● Given text
◆ ◆ ◆ ◆ ◆

One day after Tia had left, I stayed behind at the end of Focus on Fiction and chatted for a while with Brian. At this point, all I knew about him was his name and his ward. We talked about Tia and how much we both missed her. She’d brought so much energy to the group; it wasn’t the same without her. Brian admitted that he’d had a crush on her. In fact, he said, he was going to ask her if she was interested in being his girlfriend, until he learned she was only nineteen. Brian was forty-eight at the time.
“She was way too young for me,” he concluded, with regret. “She was born in nineteen ninety-four. That’s hard to believe.”
“Where were you in nineteen ninety-four?” I asked him.
“I was here at Perkins,” Brian said. “And closer to being released than I am today.”
What this meant, I realized, was that Brian had been at Perkins for over twenty years. I was surprised, because he seemed so stable, sensible, and intelligent. I wondered what he’d done that had caused him to be kept locked up for over two decades, but I was hesitant to ask. Patients rarely discussed their crimes, even with one another. They’d talk about what ward they were on, their security level, the medication they were taking, and how long they’d been at Perkins, but I never heard a patient ask another patient about their crime. For most, the subject was too perilous to be broached except in the vaguest of terms—nor were their offenses even mentioned in therapy sessions, I gathered, which were focused mostly on current symptoms and medication adjustments. This confused me at first, given that some of the patients at the hospital, even those in my group, had committed high-profile crimes that had been covered extensively in the local and sometimes national media, and that watching television seemed to be everyone’s main activity. Perhaps the other patients simply hadn’t connected the events described in the media to the newcomers on the ward. This wasn’t impossible; it was often difficult for me to connect the police mug shots I saw online, of mad-eyed, disheveled, dangerous-looking berserkers, with the quiet, polite, good-natured patients in my group.

◆ ◆ ◆ ◆ ◆

Copy the stretch of the passage about Brian from "One day after" through "at the time.", swapping "crush" for "soft spot".

◆ ◆ ◆ ◆ ◆

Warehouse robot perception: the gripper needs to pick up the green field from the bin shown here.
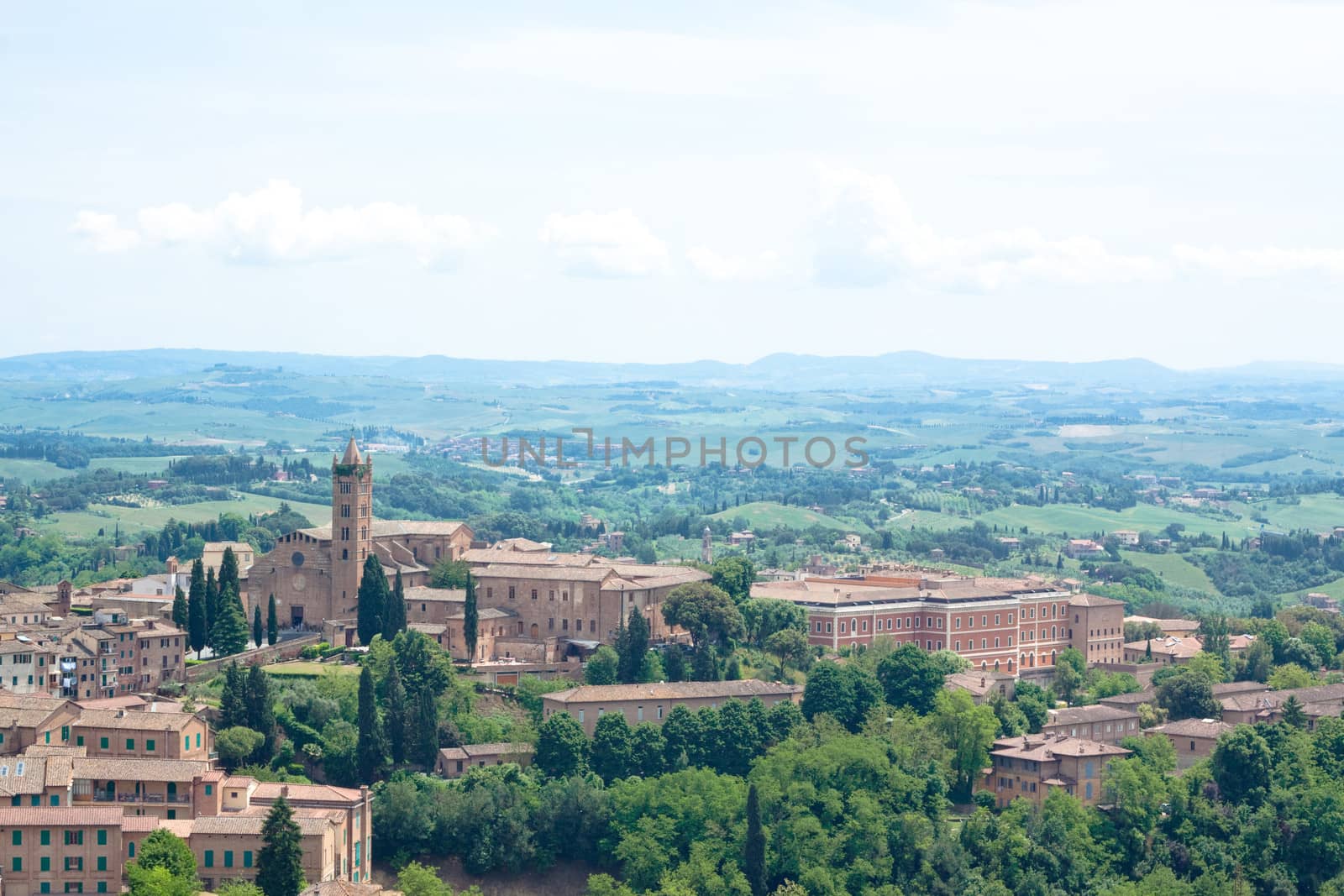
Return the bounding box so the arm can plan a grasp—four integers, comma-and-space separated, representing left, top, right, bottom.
42, 495, 331, 538
1121, 551, 1218, 594
262, 659, 359, 679
712, 501, 872, 533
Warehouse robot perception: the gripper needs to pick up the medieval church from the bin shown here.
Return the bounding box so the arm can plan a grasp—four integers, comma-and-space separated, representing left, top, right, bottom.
247, 439, 472, 627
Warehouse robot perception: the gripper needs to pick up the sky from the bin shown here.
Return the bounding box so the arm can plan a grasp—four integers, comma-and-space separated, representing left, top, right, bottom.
0, 0, 1344, 368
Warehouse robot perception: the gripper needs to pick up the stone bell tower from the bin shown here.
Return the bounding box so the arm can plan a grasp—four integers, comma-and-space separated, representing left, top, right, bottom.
327, 438, 374, 619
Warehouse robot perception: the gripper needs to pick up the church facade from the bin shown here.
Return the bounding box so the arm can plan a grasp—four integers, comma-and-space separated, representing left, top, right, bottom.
247, 439, 473, 629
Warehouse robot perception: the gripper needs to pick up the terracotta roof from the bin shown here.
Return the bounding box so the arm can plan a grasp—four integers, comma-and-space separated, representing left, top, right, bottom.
0, 806, 123, 827
438, 743, 536, 759
74, 757, 210, 782
1068, 594, 1125, 607
542, 679, 802, 703
74, 710, 197, 731
990, 735, 1129, 762
1046, 704, 1138, 726
253, 780, 365, 804
1147, 719, 1236, 739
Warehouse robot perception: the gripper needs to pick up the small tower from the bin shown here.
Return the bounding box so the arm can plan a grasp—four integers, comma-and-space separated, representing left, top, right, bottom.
327, 438, 374, 619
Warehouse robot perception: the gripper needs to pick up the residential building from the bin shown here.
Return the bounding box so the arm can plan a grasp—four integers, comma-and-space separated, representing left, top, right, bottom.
542, 679, 802, 736
1144, 719, 1235, 771
434, 743, 535, 778
981, 733, 1131, 806
1040, 704, 1141, 746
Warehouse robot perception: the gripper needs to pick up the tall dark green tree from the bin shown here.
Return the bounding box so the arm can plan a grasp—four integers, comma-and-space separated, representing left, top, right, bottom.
356, 553, 387, 646
743, 784, 769, 896
415, 688, 438, 768
383, 569, 406, 641
172, 585, 191, 631
385, 663, 408, 763
266, 594, 280, 643
616, 607, 649, 684
206, 567, 219, 647
462, 574, 481, 663
186, 558, 208, 659
356, 666, 386, 784
210, 587, 247, 657
257, 797, 304, 896
244, 665, 276, 759
219, 663, 249, 730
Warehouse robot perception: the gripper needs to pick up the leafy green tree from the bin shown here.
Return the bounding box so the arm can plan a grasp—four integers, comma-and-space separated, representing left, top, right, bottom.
1055, 647, 1087, 703
878, 642, 943, 715
1158, 672, 1223, 721
359, 665, 386, 784
764, 627, 811, 679
186, 558, 207, 659
663, 582, 746, 650
710, 556, 755, 603
384, 663, 408, 764
126, 861, 200, 896
536, 710, 588, 778
616, 605, 649, 684
257, 797, 304, 896
210, 587, 247, 657
136, 827, 197, 880
591, 712, 634, 783
1281, 694, 1306, 730
354, 553, 387, 644
266, 594, 280, 645
462, 574, 481, 663
1210, 726, 1273, 804
172, 585, 191, 631
742, 784, 768, 896
428, 558, 472, 589
583, 643, 621, 685
383, 569, 406, 641
215, 726, 266, 770
932, 690, 999, 802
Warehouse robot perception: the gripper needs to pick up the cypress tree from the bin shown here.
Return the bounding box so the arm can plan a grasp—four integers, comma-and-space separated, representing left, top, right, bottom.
356, 666, 386, 784
387, 663, 407, 763
616, 607, 649, 684
383, 569, 406, 641
462, 572, 481, 663
219, 663, 251, 731
266, 594, 280, 643
744, 784, 769, 896
257, 797, 304, 896
206, 567, 219, 647
244, 665, 276, 757
415, 688, 438, 768
210, 589, 247, 657
172, 585, 191, 631
186, 558, 206, 659
356, 553, 387, 647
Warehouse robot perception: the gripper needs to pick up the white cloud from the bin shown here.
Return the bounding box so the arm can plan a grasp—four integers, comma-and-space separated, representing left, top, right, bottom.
813, 170, 1165, 291
1172, 246, 1344, 280
538, 208, 668, 277
76, 180, 495, 267
685, 246, 782, 282
70, 211, 139, 253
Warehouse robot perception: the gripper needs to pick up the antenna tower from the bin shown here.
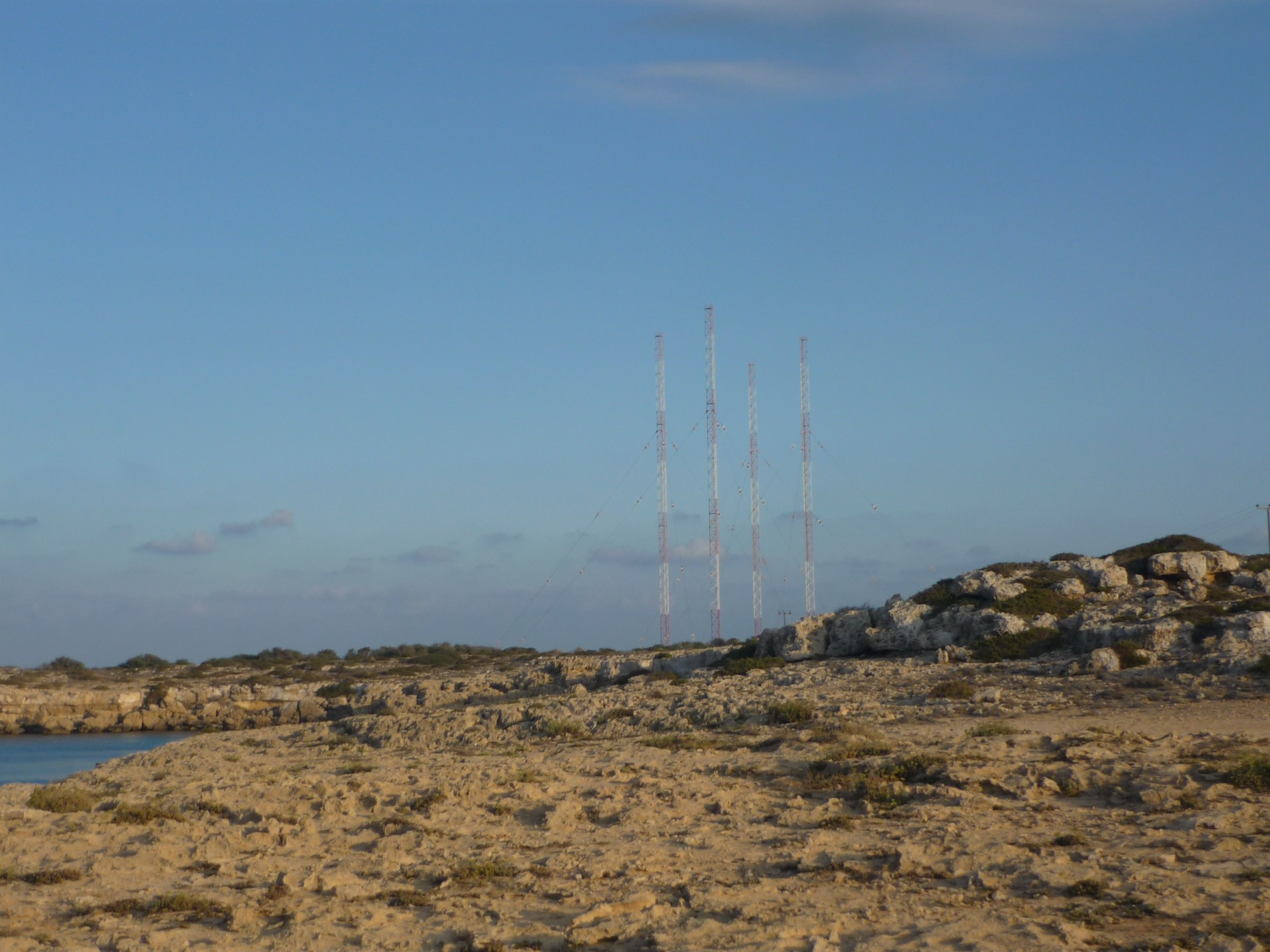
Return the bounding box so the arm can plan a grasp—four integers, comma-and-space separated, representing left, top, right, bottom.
799, 338, 815, 616
706, 306, 723, 641
655, 334, 671, 645
749, 364, 763, 637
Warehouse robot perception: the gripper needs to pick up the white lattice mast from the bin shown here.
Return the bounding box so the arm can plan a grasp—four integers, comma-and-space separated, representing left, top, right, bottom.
799, 338, 815, 616
706, 307, 723, 641
749, 364, 763, 638
655, 334, 671, 645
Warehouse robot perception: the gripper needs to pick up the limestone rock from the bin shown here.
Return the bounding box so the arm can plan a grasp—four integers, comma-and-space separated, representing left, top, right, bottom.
1090, 647, 1120, 674
1147, 551, 1240, 583
1071, 556, 1129, 589
1050, 579, 1085, 598
949, 569, 1027, 602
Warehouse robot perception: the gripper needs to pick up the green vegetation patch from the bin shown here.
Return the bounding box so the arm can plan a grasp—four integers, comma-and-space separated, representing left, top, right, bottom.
1226, 754, 1270, 793
538, 718, 589, 737
1104, 536, 1222, 575
644, 734, 719, 750
1067, 880, 1107, 899
110, 802, 185, 826
908, 579, 983, 613
405, 790, 446, 814
926, 679, 974, 701
970, 628, 1067, 664
1111, 640, 1151, 668
965, 721, 1019, 737
95, 892, 230, 922
711, 658, 786, 678
27, 783, 98, 814
767, 701, 815, 724
372, 890, 431, 909
450, 859, 517, 882
117, 654, 171, 671
993, 588, 1083, 619
0, 866, 84, 886
314, 678, 357, 701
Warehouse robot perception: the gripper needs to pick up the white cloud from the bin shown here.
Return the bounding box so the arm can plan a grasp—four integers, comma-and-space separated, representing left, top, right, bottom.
221, 509, 296, 536
396, 546, 460, 565
599, 0, 1238, 107
137, 532, 216, 555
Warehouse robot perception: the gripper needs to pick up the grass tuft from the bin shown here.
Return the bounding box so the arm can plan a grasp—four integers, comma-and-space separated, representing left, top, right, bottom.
27, 783, 98, 814
450, 859, 516, 882
970, 628, 1067, 664
767, 701, 815, 724
965, 721, 1019, 737
1226, 754, 1270, 793
538, 718, 588, 737
926, 680, 974, 701
110, 802, 185, 826
1111, 641, 1149, 668
1067, 880, 1107, 899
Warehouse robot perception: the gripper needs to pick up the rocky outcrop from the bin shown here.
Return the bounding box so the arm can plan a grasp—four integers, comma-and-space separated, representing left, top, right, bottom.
756, 551, 1270, 670
1147, 552, 1240, 584
0, 684, 340, 734
0, 647, 726, 734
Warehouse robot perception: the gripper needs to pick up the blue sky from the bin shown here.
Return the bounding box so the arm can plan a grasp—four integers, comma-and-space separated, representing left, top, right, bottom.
0, 0, 1270, 664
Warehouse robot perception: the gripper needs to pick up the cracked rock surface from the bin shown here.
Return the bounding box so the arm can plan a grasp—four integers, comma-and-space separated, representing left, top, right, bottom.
0, 655, 1270, 952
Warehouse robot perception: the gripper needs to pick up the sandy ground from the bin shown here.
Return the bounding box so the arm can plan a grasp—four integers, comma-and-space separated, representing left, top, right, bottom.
0, 659, 1270, 952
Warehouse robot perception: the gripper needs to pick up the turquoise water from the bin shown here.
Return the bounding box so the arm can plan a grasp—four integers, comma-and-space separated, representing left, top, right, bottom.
0, 731, 189, 783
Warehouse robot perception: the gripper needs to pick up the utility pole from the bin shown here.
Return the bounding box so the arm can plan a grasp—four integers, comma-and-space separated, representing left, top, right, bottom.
799, 338, 815, 617
655, 334, 671, 645
749, 364, 763, 638
706, 306, 723, 642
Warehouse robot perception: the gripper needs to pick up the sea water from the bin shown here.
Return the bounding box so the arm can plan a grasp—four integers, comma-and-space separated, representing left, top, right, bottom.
0, 731, 190, 783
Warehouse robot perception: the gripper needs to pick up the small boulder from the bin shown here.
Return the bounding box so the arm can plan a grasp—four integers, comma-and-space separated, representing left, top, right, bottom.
1147, 551, 1240, 581
1090, 647, 1120, 674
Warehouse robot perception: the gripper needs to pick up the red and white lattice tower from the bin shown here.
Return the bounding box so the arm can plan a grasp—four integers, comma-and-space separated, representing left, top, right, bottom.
749, 364, 763, 638
799, 338, 815, 616
655, 334, 671, 645
706, 307, 723, 641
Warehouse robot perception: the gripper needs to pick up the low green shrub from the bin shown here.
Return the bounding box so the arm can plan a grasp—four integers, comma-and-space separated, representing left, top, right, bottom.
711, 658, 786, 678
965, 721, 1019, 737
970, 628, 1067, 664
926, 680, 974, 701
993, 588, 1083, 621
1111, 640, 1151, 668
27, 783, 98, 814
450, 859, 517, 882
314, 679, 357, 701
117, 654, 173, 671
110, 802, 185, 826
1226, 754, 1270, 793
767, 701, 815, 724
1067, 880, 1107, 899
538, 718, 588, 737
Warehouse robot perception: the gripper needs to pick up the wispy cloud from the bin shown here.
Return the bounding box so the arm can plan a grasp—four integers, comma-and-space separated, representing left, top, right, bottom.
221, 509, 296, 536
591, 538, 726, 566
599, 0, 1214, 107
394, 546, 462, 565
137, 532, 216, 555
480, 532, 525, 546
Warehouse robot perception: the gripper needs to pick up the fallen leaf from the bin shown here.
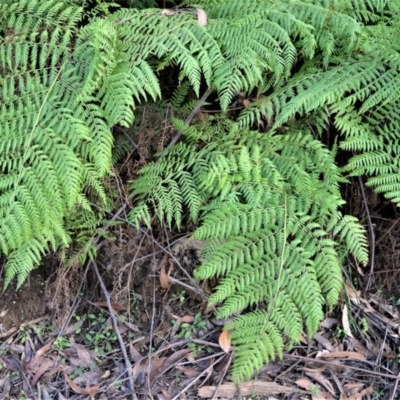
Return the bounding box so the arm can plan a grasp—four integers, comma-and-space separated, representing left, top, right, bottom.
342, 304, 353, 337
218, 331, 231, 353
306, 372, 336, 396
321, 318, 339, 329
160, 264, 170, 289
320, 351, 365, 360
129, 343, 143, 362
294, 378, 314, 390
347, 386, 374, 400
181, 315, 194, 323
197, 381, 305, 399
93, 301, 128, 312
64, 373, 100, 400
161, 349, 190, 372
346, 281, 361, 298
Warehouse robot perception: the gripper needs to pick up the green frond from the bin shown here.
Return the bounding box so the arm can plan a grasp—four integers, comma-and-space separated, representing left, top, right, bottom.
132, 117, 368, 380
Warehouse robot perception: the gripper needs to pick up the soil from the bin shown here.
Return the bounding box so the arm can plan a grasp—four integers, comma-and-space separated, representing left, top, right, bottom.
0, 269, 48, 331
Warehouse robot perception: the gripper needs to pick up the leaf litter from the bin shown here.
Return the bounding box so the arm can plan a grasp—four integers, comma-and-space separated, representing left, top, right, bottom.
0, 219, 400, 400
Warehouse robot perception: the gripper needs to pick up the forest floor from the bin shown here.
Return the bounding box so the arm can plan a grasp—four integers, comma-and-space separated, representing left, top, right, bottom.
0, 205, 400, 400
0, 109, 400, 400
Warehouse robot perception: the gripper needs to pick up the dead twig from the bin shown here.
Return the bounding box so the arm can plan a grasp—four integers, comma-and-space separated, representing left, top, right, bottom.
358, 176, 375, 291
92, 261, 138, 400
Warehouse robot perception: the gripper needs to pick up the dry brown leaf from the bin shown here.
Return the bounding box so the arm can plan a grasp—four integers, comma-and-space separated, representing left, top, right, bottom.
314, 332, 335, 352
311, 390, 333, 400
294, 378, 314, 390
346, 281, 361, 298
218, 331, 231, 353
93, 301, 128, 312
129, 343, 143, 362
349, 338, 375, 357
175, 365, 201, 378
161, 349, 190, 372
64, 373, 100, 400
306, 372, 336, 396
124, 321, 141, 332
343, 382, 365, 391
100, 369, 111, 379
31, 360, 54, 387
160, 264, 171, 289
242, 99, 251, 108
159, 389, 172, 400
321, 318, 339, 329
26, 339, 55, 370
181, 315, 194, 323
320, 351, 365, 360
196, 8, 208, 26
347, 386, 374, 400
197, 381, 305, 399
149, 357, 167, 385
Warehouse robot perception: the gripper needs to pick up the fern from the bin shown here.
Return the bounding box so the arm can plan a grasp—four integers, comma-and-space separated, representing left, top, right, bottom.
131, 119, 368, 381
0, 0, 400, 381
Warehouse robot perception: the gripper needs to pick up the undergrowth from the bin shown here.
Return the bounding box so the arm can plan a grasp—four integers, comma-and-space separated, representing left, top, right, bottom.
0, 0, 400, 381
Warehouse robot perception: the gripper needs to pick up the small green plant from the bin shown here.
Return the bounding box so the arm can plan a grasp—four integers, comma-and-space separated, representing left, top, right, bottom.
53, 336, 71, 351
85, 314, 117, 355
175, 313, 207, 339
172, 290, 186, 303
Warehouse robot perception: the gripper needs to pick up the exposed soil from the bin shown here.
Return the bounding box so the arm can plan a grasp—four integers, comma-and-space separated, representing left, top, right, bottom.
0, 270, 48, 331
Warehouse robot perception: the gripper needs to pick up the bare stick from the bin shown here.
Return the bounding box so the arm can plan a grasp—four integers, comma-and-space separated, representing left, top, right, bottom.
358, 176, 375, 290
92, 261, 138, 400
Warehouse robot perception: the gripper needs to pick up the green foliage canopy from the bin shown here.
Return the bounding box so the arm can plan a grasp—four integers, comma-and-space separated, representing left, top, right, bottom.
0, 0, 400, 380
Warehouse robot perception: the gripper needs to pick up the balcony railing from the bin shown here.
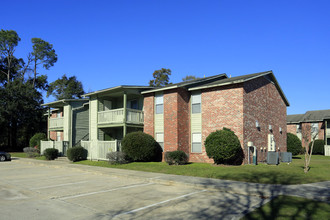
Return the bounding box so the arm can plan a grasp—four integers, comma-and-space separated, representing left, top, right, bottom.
49, 117, 64, 129
98, 108, 143, 125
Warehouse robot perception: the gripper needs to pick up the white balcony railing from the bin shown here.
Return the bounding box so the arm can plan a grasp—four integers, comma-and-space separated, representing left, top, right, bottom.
49, 117, 64, 129
98, 108, 143, 124
81, 140, 121, 160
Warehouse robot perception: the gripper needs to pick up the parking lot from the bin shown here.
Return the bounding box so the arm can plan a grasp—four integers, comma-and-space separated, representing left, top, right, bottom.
0, 160, 262, 220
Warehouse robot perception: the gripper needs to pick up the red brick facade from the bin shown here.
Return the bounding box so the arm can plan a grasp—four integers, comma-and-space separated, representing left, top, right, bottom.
144, 77, 287, 163
243, 77, 287, 161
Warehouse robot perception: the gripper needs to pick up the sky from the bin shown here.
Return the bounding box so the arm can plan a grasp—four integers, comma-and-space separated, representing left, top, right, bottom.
0, 0, 330, 114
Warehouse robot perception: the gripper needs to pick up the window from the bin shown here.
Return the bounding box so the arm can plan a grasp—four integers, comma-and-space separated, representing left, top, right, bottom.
191, 92, 201, 114
156, 133, 164, 151
128, 99, 138, 109
56, 132, 61, 141
191, 133, 202, 153
155, 94, 164, 114
297, 125, 301, 133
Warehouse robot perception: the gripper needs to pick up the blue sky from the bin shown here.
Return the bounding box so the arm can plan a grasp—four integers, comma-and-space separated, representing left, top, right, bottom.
0, 0, 330, 114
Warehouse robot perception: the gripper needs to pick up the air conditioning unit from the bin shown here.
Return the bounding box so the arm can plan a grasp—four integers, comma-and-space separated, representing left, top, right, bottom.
281, 152, 292, 163
267, 151, 279, 165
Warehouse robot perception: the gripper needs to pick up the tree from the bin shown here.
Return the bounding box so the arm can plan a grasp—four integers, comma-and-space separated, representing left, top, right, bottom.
0, 77, 46, 150
47, 74, 85, 100
301, 123, 318, 173
28, 38, 57, 87
182, 75, 200, 82
149, 68, 172, 87
0, 29, 21, 83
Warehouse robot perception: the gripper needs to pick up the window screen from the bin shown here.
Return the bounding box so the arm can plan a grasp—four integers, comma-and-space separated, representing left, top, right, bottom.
191, 133, 202, 153
155, 94, 164, 114
191, 92, 201, 114
156, 133, 164, 151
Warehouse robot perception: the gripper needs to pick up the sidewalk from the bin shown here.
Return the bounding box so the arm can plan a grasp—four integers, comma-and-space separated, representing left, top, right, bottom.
13, 158, 330, 202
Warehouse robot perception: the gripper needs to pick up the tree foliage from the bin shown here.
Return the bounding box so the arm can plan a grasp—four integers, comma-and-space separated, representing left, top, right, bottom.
149, 68, 172, 87
0, 30, 49, 150
0, 29, 21, 83
30, 38, 57, 86
47, 74, 85, 100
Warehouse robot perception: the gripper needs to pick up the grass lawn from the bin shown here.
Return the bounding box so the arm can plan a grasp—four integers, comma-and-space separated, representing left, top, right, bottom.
75, 155, 330, 184
242, 196, 330, 220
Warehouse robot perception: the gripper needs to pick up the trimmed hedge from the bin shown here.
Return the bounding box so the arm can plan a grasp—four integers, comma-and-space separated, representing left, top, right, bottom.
23, 147, 40, 158
44, 148, 58, 160
286, 133, 303, 155
66, 146, 87, 162
121, 131, 163, 162
165, 150, 189, 165
308, 139, 324, 155
205, 128, 244, 165
29, 133, 47, 151
107, 151, 128, 164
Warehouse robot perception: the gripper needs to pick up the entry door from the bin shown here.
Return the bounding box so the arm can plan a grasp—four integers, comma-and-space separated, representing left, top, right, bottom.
268, 134, 276, 151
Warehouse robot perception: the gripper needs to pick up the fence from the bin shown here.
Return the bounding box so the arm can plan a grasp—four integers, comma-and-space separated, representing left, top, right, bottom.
81, 140, 121, 160
40, 141, 69, 156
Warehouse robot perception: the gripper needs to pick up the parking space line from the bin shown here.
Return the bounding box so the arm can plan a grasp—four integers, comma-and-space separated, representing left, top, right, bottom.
114, 189, 207, 217
30, 181, 88, 190
57, 183, 154, 200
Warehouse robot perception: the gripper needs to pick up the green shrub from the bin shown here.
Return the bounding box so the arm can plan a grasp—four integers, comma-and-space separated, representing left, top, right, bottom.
66, 146, 87, 162
165, 150, 189, 165
121, 131, 162, 162
29, 133, 47, 151
23, 147, 40, 158
44, 148, 58, 160
204, 128, 244, 165
107, 151, 129, 164
309, 139, 324, 155
286, 133, 303, 155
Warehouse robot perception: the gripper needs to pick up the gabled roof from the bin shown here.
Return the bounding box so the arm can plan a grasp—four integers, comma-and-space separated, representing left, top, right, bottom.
41, 99, 88, 108
286, 109, 330, 124
82, 85, 154, 97
286, 114, 304, 124
142, 73, 228, 94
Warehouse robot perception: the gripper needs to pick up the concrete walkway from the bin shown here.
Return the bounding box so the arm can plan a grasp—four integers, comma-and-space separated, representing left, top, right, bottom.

◆ ◆ ◆ ◆ ◆

● Solved problem
One day after Tia had left, I stayed behind at the end of Focus on Fiction and chatted for a while with Brian. At this point, all I knew about him was his name and his ward. We talked about Tia and how much we both missed her. She’d brought so much energy to the group; it wasn’t the same without her. Brian admitted that he’d had a soft spot on her. In fact, he said, he was going to ask her if she was interested in being his girlfriend, until he learned she was only nineteen. Brian was forty-eight at the time.